→ Work item: Continue the account of the Philip Morris sponsorship dispute over the Whitney "BitStreams" show, picking up right after its last sentence.

→ Quoted passage:

Given the culture wars of the past two decades, these make for exceedingly strange bedfellows.

3.

In December 2000, I was asked whether two of my digital artworks - Flicker-track and Verge - could be included in an upcoming Whitney show, “BitStreams.” The curator, Larry Rinder, is a man I know and admire, and of course I said yes. Larry confided in me that his budget for the show was terribly small and asked whether I could loan the museum my own projectors and workstations for the three-month run of the exhibition. Again I agreed, and added that I’d also pay the fees of my installation architect.

In mid-January the museum finally managed to secure a sponsor for the show, which (as you’ve already guessed) turned out to be Philip Morris. Larry knew of my moral objections to this company, so he served as an intermediary between museum officials and me in discussing what I could do short of withdrawing.

My first proposal was to extend my independent support of the show to include my paying all direct costs for the installation. I wanted the sign to reflect this with the following notice: “This artist does not accept funding from Philip Morris. Instead, funding for this individual installation was provided by the artist himself.”

The museum came back and said I couldn’t mention Philip Morris by name; however, when I agreed to the removal of the first sentence, they decided that I couldn’t use the second one either. By their logic, the second statement was inaccurate because I would still benefit from the Philip Morris marketing dollars that would publicize the show. I inquired whether I could pay my share of that cost too, even though I knew I didn’t have the money. My wife and I figured we could take out a personal loan from the bank, but the museum came back with its answer: no. I would only be allowed to say “Additional funds provided by the artist.”

I was also disallowed from removing my name from the artworks and instead simply listing myself as Anonymous. I was told that in the same way that the Whitney no longer allowed anonymous donations, they were also forbidding anonymous artworks.

→ Extracted records:
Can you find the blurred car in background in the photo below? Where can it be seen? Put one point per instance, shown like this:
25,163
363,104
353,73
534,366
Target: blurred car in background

→ Answer space:
And so you can see that my conversations with the museum were starting to become a little bizarre. At various points, Larry referred to concerns by the “higher-ups” that in the wake of the recent Armani scandal at the Guggenheim and the Saatchi scandal at the Brooklyn Museum, the Whitney was being ever more careful about donor and artist improprieties. They started speculating that it was unseemly for me to be paying for my own work at the museum, which might be misconstrued as my having bought my way into the show. They also worried that by making a noticeable dissent from the show, I would be drawing attention to my work unfairly - that is, making a scandal to increase its supposed market value at the expense of the other artists in the show.

So I began asking questions. Should the museum sign identifying an artwork be considered part of the artwork itself? Or is it outside the artwork and thus outside the artist’s control? Certainly the sign is a place of odd - and in this case, contested - overlap between the artist and the institution. But it seemed indisputable that at least two parts of the sign belong entirely to the artist: the artwork’s title and the artist’s name.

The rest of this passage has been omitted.